BEREITGESTELLTER TEXT:
══════

Forum Umwelt und Entwicklung - Rundbrief 1/2009
Schwerpunkt

Zertifiziertem Papier gehört die Zukunft
In Deutschland wächst die Nachfrage nach zertifizierten Papieren aus nachhaltiger Waldbewirtschaftung

Von Johannes Zahnen und Helma Brandlmaier


Wälder sind viel mehr als Holz: Sie beherbergen - je nach Schätzung - bis zu 80 Prozent aller Tier- und Pflanzenarten, stabilisieren als größter Kohlenstoffspeicher an Land unser Weltklima, speichern den Großteil unserer globalen Süßwasserreserven, verhindern Bodenerosionen und Überschwemmungen, sind Lebensraum und Speisekammer für mehrere hundert Millionen Menschen.

══════

ZU VERARBEITENDE DATEN:
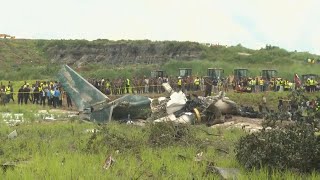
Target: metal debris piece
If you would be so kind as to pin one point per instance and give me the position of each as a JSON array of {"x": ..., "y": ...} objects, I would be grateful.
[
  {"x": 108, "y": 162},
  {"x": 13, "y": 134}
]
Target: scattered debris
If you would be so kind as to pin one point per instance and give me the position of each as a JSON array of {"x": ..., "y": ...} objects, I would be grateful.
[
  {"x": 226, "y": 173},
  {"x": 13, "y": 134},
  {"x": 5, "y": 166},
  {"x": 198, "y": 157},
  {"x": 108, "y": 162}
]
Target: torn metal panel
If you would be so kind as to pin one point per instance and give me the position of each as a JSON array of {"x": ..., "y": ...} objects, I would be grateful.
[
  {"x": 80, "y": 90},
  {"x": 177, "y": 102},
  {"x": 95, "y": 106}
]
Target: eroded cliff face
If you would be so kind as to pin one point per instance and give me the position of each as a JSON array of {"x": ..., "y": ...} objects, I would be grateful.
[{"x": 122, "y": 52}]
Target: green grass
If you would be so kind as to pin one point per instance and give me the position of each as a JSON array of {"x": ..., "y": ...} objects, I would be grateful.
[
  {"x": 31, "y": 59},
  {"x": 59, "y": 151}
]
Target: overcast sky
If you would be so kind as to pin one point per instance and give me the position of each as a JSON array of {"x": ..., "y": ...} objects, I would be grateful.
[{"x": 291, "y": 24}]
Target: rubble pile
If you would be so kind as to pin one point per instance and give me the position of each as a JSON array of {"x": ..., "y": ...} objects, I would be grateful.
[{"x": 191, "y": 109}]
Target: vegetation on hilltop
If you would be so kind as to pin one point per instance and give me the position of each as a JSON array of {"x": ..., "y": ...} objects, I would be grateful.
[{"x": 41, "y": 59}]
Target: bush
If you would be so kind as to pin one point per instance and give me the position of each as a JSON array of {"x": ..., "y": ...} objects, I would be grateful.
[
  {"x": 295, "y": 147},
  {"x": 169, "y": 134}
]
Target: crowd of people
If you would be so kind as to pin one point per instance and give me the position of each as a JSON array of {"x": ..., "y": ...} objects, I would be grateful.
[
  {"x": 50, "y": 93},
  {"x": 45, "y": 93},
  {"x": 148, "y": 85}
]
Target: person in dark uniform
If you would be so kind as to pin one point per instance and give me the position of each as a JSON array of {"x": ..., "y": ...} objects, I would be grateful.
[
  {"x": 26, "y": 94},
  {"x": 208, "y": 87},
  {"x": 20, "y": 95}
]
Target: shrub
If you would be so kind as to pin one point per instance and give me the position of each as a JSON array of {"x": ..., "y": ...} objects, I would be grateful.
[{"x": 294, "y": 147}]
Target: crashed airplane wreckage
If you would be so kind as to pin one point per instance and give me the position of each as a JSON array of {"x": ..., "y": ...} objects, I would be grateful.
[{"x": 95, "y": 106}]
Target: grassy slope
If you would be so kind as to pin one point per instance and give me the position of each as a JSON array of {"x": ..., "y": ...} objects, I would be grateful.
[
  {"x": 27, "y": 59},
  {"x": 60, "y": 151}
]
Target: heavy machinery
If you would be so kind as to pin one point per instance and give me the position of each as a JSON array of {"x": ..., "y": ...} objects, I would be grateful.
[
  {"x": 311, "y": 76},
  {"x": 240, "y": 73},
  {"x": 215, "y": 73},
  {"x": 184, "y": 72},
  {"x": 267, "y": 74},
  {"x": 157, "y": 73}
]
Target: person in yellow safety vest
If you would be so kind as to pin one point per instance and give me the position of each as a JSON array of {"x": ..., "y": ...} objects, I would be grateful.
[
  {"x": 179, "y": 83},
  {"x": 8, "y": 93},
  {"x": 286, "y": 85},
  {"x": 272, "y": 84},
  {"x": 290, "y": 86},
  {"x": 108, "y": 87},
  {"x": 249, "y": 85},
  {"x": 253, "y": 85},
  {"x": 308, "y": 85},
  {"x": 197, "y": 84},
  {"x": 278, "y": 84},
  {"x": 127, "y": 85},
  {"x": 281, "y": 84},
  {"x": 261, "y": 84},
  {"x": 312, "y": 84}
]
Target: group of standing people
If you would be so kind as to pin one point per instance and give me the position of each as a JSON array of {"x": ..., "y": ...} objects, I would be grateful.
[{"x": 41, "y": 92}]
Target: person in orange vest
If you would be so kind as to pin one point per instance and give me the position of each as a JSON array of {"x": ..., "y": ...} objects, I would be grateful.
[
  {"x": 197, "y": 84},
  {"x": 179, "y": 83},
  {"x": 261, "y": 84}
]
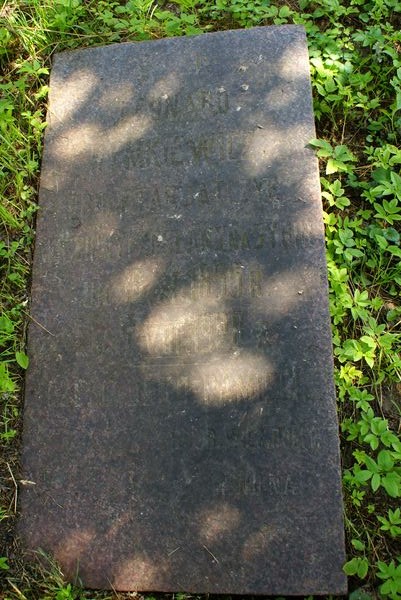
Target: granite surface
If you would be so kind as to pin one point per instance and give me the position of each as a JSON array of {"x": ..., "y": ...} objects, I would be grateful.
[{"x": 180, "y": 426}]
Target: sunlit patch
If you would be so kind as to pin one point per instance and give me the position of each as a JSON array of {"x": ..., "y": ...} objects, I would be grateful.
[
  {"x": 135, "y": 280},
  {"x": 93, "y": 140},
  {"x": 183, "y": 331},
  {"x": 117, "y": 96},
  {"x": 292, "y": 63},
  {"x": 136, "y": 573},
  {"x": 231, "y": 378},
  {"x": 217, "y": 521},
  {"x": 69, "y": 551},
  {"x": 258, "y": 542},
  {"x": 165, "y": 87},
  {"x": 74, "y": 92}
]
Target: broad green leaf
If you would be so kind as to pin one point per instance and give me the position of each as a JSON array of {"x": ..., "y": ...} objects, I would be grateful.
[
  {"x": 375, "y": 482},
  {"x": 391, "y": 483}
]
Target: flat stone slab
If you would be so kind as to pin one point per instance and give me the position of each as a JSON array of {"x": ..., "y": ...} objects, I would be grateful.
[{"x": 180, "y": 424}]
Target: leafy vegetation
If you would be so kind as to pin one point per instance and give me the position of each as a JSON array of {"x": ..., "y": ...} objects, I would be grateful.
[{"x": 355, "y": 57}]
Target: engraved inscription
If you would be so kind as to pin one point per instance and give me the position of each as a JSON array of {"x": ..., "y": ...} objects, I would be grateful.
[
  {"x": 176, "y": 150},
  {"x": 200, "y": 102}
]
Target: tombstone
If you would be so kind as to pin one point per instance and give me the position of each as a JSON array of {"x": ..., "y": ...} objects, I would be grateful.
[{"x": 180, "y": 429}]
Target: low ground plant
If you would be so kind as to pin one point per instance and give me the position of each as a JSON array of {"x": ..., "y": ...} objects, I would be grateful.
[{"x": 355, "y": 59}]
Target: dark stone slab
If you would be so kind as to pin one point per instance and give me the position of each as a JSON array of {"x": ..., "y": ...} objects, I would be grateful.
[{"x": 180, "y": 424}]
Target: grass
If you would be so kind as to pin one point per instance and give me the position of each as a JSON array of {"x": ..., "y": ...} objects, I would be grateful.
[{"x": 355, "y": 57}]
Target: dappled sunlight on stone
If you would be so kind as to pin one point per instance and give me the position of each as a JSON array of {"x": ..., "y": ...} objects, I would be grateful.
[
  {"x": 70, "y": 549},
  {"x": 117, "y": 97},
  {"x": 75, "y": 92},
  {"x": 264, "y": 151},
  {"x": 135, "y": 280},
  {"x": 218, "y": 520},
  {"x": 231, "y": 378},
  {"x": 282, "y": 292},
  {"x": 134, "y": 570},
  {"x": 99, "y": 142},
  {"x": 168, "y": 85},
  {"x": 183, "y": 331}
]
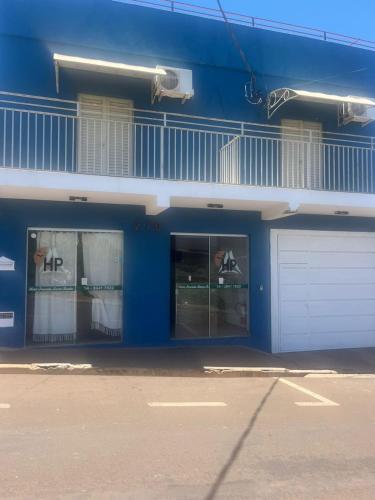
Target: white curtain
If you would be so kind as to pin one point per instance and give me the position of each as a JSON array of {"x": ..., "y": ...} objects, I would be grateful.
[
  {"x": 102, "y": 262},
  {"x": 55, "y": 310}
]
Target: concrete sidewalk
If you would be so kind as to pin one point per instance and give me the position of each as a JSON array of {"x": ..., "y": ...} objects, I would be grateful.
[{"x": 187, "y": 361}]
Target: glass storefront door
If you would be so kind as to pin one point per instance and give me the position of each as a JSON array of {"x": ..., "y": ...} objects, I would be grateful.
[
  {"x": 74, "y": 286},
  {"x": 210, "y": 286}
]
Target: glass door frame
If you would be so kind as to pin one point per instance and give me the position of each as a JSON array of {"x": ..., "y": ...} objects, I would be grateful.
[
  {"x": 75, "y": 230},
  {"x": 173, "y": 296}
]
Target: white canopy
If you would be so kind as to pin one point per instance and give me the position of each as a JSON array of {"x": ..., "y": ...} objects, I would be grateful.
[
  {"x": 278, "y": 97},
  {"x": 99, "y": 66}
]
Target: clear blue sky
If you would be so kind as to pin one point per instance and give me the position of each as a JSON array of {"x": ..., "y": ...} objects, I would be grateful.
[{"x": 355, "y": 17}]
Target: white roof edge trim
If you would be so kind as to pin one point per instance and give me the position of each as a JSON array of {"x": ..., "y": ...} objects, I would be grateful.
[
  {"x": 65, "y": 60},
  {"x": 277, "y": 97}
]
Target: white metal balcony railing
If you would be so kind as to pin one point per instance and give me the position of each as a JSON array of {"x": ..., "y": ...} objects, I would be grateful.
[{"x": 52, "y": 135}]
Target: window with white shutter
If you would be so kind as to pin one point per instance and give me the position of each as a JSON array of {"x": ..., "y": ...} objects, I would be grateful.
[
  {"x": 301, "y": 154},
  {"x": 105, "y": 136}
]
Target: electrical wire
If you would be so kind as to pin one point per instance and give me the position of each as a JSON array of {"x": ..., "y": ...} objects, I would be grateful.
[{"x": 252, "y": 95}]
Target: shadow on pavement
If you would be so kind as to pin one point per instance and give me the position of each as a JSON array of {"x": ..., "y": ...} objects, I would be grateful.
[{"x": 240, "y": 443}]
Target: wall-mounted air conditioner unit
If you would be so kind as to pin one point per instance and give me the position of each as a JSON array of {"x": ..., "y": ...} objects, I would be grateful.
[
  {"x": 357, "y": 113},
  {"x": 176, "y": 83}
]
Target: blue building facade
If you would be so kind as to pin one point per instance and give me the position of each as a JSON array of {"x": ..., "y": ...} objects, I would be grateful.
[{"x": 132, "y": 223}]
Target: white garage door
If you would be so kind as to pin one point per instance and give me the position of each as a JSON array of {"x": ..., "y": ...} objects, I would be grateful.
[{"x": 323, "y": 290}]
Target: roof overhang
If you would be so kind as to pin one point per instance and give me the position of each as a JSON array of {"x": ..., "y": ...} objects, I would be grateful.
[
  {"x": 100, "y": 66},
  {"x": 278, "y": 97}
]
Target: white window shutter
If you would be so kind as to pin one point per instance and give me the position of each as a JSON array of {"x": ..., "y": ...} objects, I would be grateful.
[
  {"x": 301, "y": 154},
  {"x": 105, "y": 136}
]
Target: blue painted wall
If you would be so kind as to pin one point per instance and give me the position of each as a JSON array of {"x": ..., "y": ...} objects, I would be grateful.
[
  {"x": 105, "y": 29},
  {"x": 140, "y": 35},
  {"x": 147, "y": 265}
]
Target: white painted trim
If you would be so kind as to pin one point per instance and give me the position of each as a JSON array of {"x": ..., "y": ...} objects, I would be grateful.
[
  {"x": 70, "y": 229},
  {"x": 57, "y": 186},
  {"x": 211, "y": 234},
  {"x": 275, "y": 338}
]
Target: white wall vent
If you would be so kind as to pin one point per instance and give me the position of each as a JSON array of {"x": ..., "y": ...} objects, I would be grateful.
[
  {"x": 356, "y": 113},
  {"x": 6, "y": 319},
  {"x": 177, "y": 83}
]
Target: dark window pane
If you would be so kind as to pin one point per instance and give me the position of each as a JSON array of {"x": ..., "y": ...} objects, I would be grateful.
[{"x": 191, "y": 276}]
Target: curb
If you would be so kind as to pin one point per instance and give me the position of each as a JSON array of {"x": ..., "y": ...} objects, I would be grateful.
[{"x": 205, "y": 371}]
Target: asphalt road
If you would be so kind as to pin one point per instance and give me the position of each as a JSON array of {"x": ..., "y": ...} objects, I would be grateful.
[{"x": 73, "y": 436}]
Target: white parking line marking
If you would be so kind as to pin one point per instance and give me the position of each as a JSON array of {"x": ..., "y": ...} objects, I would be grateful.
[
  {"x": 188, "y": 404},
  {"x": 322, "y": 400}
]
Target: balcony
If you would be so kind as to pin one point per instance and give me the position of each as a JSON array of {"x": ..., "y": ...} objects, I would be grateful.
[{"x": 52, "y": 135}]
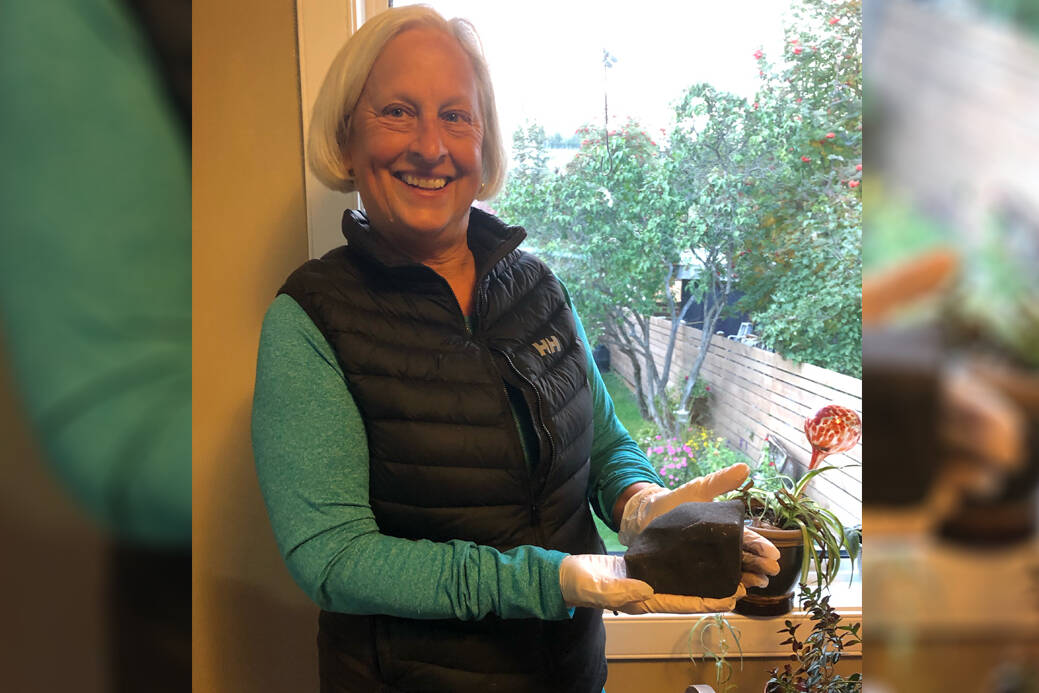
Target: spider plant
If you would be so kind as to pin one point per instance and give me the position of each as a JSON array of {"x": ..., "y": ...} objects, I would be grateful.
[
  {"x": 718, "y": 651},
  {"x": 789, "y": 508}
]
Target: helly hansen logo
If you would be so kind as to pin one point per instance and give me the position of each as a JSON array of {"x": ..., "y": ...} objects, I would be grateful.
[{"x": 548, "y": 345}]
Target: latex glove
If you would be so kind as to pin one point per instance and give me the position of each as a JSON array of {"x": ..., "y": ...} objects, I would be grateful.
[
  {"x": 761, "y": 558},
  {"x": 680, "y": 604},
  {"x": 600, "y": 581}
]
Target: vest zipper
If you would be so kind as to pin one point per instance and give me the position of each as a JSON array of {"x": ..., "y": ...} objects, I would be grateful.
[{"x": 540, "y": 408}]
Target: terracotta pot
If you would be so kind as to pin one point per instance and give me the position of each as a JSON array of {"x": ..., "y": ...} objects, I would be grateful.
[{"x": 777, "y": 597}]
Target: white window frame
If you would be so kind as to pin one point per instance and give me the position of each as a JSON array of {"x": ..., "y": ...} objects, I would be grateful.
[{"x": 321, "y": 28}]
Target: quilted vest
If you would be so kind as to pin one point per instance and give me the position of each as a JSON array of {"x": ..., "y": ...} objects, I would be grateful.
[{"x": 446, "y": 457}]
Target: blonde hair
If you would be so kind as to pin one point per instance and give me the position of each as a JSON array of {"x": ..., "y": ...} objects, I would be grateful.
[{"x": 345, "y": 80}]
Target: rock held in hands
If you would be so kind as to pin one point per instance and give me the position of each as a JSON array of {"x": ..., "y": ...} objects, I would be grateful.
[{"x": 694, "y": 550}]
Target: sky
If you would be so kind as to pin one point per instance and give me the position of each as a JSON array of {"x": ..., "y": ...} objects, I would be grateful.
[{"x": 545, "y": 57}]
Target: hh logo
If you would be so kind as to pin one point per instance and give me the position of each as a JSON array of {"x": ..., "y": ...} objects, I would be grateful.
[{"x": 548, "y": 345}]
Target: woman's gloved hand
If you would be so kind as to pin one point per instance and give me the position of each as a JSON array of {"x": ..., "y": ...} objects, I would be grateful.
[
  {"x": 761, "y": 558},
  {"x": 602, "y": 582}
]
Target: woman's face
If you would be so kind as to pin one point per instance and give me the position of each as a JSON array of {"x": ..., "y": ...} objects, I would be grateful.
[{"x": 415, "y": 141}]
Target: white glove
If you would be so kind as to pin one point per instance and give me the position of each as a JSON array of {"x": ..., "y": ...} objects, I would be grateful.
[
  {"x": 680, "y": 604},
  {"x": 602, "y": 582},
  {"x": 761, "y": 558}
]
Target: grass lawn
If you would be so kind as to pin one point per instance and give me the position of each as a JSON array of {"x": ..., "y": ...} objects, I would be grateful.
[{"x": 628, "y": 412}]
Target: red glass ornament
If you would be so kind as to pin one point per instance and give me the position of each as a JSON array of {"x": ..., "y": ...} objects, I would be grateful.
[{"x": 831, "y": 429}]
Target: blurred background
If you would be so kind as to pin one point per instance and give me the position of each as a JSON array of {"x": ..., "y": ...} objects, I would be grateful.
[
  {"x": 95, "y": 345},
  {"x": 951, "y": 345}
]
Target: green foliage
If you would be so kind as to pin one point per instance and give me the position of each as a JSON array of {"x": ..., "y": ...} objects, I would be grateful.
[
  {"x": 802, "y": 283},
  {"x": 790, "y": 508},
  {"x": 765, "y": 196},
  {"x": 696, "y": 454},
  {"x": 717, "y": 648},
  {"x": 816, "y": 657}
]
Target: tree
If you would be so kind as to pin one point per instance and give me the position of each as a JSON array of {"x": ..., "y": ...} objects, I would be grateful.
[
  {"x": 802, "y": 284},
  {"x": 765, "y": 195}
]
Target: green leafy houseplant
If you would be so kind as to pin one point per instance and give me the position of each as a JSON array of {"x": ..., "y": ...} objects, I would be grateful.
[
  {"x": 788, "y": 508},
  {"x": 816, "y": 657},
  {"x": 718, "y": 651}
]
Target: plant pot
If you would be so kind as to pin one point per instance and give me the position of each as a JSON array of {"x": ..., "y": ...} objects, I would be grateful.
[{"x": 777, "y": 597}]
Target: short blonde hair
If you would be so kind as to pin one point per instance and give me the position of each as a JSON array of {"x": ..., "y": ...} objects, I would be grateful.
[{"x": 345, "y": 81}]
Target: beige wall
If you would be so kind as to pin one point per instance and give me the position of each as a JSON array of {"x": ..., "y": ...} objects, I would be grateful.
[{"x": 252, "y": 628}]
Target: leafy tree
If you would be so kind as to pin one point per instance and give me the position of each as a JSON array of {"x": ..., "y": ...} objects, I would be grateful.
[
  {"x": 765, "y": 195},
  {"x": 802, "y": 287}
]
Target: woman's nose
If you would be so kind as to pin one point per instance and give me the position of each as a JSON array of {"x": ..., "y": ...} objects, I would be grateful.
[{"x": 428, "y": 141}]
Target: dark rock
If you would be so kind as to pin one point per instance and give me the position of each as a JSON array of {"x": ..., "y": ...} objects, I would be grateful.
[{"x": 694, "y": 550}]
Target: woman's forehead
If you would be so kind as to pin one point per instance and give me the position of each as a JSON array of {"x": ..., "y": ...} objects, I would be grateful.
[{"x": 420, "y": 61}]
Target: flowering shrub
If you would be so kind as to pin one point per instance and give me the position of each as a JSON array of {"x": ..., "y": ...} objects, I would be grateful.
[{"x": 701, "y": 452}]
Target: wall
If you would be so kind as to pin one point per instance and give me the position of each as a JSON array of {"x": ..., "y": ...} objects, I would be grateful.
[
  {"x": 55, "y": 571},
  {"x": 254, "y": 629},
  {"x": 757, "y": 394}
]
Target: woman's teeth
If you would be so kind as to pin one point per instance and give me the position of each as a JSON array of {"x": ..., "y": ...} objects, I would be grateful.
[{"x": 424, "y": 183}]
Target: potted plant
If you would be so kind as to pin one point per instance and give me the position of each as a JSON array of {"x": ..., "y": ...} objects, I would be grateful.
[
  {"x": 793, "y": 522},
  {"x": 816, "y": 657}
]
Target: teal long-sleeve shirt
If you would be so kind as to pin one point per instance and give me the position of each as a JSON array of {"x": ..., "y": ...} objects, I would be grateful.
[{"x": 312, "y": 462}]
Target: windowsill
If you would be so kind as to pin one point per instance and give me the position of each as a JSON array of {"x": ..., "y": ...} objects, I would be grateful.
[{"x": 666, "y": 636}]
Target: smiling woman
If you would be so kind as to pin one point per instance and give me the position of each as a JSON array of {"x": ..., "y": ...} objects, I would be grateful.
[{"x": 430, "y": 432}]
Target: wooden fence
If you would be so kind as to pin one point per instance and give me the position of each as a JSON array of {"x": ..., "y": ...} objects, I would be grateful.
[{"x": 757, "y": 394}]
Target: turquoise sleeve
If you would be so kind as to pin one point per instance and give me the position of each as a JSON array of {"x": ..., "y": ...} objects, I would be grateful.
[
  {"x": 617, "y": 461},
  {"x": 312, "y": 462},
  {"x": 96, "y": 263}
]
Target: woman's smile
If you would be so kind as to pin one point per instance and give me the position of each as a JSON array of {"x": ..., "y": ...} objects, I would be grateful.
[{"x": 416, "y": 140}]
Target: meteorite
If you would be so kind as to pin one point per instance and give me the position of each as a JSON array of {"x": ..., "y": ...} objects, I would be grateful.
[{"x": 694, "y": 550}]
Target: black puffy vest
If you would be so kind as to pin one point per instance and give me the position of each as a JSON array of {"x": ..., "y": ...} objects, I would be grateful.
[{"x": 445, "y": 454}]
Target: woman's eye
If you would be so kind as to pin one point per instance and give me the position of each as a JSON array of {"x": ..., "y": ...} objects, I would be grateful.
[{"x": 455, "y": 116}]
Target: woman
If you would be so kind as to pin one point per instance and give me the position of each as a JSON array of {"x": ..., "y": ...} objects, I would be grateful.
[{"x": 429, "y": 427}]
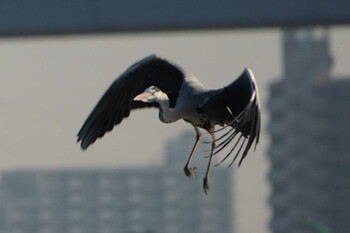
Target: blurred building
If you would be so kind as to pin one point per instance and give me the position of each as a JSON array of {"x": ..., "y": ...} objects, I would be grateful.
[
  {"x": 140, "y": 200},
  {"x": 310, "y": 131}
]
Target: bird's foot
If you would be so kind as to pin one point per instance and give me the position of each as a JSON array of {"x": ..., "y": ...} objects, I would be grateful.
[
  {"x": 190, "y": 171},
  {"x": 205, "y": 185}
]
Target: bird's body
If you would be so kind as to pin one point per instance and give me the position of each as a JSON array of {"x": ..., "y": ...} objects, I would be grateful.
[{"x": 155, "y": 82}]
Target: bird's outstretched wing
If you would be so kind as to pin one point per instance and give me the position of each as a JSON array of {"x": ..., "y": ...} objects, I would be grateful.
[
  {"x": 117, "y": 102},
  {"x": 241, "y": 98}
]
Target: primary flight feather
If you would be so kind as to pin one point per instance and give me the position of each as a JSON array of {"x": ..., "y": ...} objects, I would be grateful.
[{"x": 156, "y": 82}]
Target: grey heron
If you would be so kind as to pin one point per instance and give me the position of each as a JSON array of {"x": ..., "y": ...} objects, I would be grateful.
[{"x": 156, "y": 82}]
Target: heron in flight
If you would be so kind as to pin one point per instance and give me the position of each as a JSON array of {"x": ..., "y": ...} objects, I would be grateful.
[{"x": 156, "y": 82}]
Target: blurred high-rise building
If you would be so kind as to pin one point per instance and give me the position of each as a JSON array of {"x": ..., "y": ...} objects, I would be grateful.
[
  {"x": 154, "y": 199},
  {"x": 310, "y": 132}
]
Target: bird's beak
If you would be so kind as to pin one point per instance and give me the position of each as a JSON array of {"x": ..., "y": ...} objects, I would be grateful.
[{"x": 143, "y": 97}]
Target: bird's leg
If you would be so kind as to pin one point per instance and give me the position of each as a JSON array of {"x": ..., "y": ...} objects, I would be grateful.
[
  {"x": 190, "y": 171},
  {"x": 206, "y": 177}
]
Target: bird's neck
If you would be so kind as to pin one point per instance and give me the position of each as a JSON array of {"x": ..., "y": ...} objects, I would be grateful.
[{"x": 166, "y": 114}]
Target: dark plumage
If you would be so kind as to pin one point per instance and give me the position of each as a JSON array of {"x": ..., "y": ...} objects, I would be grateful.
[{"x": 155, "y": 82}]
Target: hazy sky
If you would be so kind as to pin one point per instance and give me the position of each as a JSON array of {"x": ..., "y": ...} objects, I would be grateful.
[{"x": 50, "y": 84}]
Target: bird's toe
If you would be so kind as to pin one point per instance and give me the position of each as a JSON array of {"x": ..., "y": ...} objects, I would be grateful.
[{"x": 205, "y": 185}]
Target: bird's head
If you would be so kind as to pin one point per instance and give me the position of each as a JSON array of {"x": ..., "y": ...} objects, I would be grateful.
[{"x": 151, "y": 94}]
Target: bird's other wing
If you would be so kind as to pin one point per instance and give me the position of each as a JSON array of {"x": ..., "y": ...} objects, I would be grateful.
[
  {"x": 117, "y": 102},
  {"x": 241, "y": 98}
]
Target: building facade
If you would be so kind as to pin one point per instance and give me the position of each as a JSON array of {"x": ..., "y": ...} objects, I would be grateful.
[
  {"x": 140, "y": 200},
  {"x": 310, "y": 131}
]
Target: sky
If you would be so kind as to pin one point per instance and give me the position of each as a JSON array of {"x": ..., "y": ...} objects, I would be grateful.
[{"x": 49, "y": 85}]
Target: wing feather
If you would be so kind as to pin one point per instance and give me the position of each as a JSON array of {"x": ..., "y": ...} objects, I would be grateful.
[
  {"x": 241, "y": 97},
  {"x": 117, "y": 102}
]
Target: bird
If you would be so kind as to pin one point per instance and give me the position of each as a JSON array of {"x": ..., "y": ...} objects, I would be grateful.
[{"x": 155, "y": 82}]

══════

AUFGABE 1:
Beantworten Sie zum Text über zertifiziertes Papier folgende Fragen:
(a) In welchem Rundbrief welcher Organisation ist der Text erschienen?
(b) Wer hat den Text verfasst?
(c) Bis zu wie viel Prozent aller Tier- und Pflanzenarten beherbergen Wälder nach dem Text?
AUFGABE 2:
Kopieren Sie aus den Zeilen unverändert den Abschnitt von der Zeile, die „Target: building facade“ enthält, bis zum Ende der Zeilen, beide Enden eingeschlossen. Geben Sie ausschließlich diesen Abschnitt wieder.
Der Text über zertifiziertes Papier und die Zeilen stehen in keinem inhaltlichen Zusammenhang.

ERGEBNIS DER AUFGABE 1:
(a) Im Rundbrief 1/2009 des Forums Umwelt und Entwicklung.
(b) Johannes Zahnen und Helma Brandlmaier.
(c) Bis zu 80 Prozent.

ERGEBNIS DER AUFGABE 2:
Target: building facade
If you would be so kind as to pin one point per instance and give me the position of each as a JSON array of {"x": ..., "y": ...} objects, I would be grateful.
[
  {"x": 140, "y": 200},
  {"x": 310, "y": 131}
]
Target: sky
If you would be so kind as to pin one point per instance and give me the position of each as a JSON array of {"x": ..., "y": ...} objects, I would be grateful.
[{"x": 49, "y": 85}]
Target: wing feather
If you would be so kind as to pin one point per instance and give me the position of each as a JSON array of {"x": ..., "y": ...} objects, I would be grateful.
[
  {"x": 241, "y": 97},
  {"x": 117, "y": 102}
]
Target: bird
If you would be so kind as to pin one point per instance and give me the position of each as a JSON array of {"x": ..., "y": ...} objects, I would be grateful.
[{"x": 155, "y": 82}]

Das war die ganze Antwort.